What needs to be done —
Repeat exactly the line that contains "Greenhouse-scouting request: tag the green" and every line after it, down to the last line of the entries below. Do not include pictures.

Supplied material —
::::
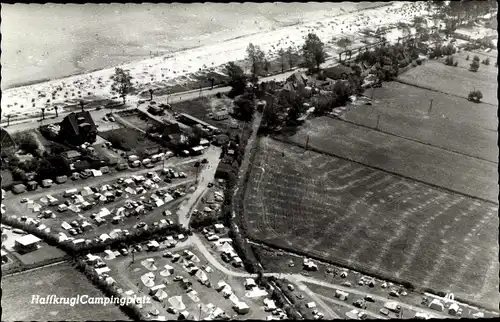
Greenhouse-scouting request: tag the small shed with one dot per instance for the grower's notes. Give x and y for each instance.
(27, 243)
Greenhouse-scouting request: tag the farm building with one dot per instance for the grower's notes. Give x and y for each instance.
(153, 245)
(197, 150)
(78, 128)
(311, 305)
(219, 228)
(27, 243)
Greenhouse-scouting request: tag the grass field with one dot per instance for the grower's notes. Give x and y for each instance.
(130, 140)
(458, 81)
(418, 161)
(370, 219)
(61, 280)
(454, 123)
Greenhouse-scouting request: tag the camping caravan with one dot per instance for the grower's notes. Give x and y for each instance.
(436, 305)
(70, 192)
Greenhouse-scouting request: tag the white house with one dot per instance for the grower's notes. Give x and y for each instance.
(250, 283)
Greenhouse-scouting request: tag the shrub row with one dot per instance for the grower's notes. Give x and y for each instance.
(95, 246)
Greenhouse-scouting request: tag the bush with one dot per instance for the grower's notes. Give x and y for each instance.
(474, 66)
(475, 96)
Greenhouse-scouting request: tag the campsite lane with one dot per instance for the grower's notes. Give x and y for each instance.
(205, 176)
(58, 189)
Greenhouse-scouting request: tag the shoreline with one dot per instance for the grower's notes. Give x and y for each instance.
(159, 71)
(177, 51)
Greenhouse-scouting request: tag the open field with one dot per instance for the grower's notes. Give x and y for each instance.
(458, 81)
(61, 280)
(131, 140)
(418, 161)
(454, 124)
(372, 220)
(203, 106)
(128, 275)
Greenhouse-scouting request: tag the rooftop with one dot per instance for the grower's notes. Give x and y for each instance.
(28, 240)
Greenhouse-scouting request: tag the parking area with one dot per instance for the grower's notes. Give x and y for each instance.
(181, 284)
(117, 204)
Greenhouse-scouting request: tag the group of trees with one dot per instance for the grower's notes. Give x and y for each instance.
(474, 66)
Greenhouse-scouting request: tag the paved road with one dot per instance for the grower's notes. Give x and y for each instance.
(205, 176)
(342, 303)
(305, 279)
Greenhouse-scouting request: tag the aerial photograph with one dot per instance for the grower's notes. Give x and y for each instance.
(249, 161)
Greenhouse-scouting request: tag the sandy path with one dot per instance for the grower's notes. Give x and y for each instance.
(161, 71)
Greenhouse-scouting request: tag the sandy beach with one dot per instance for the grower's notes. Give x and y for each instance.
(168, 68)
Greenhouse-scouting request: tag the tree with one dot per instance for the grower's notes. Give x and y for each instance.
(475, 96)
(237, 79)
(256, 57)
(27, 142)
(282, 58)
(344, 43)
(313, 51)
(122, 83)
(211, 79)
(474, 66)
(290, 52)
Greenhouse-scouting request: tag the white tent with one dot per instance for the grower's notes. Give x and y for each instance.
(453, 309)
(168, 198)
(201, 275)
(176, 302)
(160, 295)
(149, 263)
(86, 191)
(148, 279)
(167, 271)
(104, 212)
(436, 305)
(109, 255)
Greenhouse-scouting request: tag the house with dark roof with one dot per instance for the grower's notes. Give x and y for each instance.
(338, 72)
(78, 128)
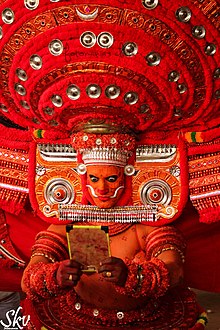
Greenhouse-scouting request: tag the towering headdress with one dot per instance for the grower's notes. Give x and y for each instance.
(150, 67)
(146, 65)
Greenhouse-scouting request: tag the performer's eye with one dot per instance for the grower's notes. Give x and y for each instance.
(112, 178)
(93, 178)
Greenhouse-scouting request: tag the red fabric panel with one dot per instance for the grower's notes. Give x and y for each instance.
(202, 267)
(22, 231)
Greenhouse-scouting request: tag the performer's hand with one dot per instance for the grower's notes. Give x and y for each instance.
(68, 273)
(114, 270)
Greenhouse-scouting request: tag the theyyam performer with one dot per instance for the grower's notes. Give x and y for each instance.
(109, 161)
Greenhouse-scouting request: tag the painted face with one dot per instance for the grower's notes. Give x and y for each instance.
(105, 184)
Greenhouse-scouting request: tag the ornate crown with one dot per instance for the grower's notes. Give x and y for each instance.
(147, 65)
(104, 148)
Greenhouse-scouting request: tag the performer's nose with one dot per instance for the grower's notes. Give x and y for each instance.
(103, 188)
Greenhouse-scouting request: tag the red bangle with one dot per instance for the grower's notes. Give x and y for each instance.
(40, 281)
(149, 278)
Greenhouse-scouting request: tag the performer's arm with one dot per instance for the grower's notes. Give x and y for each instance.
(50, 271)
(161, 268)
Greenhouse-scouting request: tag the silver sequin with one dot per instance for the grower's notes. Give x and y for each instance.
(8, 16)
(198, 31)
(95, 312)
(112, 91)
(93, 91)
(48, 111)
(31, 4)
(55, 47)
(3, 107)
(216, 74)
(73, 92)
(150, 4)
(182, 88)
(131, 98)
(144, 108)
(21, 74)
(105, 40)
(78, 306)
(36, 62)
(88, 39)
(120, 315)
(57, 101)
(130, 48)
(20, 89)
(217, 94)
(210, 49)
(25, 105)
(174, 76)
(153, 59)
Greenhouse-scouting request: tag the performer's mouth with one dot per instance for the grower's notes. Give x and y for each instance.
(103, 199)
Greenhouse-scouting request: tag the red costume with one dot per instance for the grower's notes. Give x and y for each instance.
(133, 85)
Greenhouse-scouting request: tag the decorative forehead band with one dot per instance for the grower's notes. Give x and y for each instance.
(109, 149)
(149, 65)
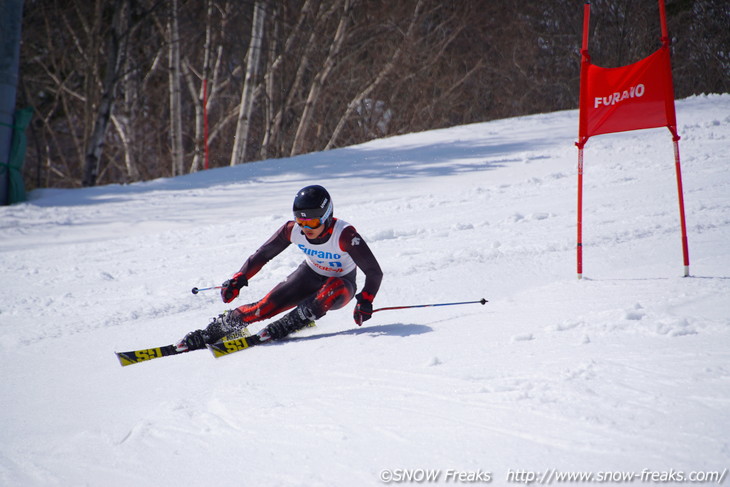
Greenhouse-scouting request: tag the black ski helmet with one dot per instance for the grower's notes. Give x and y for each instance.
(313, 202)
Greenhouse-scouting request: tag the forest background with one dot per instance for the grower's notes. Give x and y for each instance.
(118, 87)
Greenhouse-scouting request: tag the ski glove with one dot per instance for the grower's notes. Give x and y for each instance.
(230, 288)
(363, 308)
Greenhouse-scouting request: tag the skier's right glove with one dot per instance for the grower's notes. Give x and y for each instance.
(231, 288)
(363, 308)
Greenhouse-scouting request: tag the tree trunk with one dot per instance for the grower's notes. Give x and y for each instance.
(238, 154)
(319, 80)
(176, 144)
(115, 56)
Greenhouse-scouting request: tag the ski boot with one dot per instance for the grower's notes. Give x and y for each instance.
(225, 324)
(298, 318)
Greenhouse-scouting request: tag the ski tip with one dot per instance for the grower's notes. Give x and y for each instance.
(124, 360)
(215, 350)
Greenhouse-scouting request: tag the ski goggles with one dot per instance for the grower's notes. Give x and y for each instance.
(311, 223)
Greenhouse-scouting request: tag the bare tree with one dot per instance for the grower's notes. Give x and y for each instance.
(115, 52)
(175, 73)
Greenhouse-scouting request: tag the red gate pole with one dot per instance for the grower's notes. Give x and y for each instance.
(671, 116)
(582, 138)
(579, 246)
(205, 122)
(682, 221)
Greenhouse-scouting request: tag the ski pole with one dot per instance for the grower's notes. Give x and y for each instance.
(196, 290)
(481, 301)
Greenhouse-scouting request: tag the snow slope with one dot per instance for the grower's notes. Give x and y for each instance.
(626, 370)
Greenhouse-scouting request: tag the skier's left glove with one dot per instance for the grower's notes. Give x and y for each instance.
(231, 288)
(363, 308)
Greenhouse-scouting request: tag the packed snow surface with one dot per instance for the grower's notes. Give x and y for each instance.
(626, 370)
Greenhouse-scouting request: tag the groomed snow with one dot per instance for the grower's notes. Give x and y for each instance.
(625, 370)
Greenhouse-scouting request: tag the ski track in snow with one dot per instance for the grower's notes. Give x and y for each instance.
(624, 370)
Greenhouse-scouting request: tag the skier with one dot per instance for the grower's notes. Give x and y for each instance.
(333, 251)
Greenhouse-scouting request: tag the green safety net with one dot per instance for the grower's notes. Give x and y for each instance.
(14, 165)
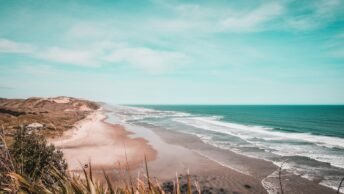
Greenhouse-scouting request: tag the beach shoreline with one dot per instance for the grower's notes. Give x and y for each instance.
(104, 145)
(170, 154)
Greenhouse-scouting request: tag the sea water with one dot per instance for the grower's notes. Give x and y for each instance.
(308, 139)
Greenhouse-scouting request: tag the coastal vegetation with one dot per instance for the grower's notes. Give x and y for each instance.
(30, 165)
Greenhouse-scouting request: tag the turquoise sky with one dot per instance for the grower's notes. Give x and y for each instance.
(174, 52)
::::
Your solution —
Greenhouse-scouting request: tag the green safety net with one dot per instance for the grower's notes. Give x and y for each instance.
(14, 165)
Greenhouse-scouting request: tag the beach shoreline with one dot per instance for the grower's notes. Give x and y for each instance.
(104, 145)
(170, 154)
Greenhouse-scouting request: tag the sea water with one dot per instance for the grower's notes. Give x and y for each instance.
(308, 139)
Greenhouse-scouting request: tag the coastal vegetation with one dot per instance for the grower's notes. Give x and y for each instance.
(30, 165)
Greenhouse-scouting request: tag the turquoise sky with one dot per instance for the grower's notes. Give x and y for each instance.
(174, 52)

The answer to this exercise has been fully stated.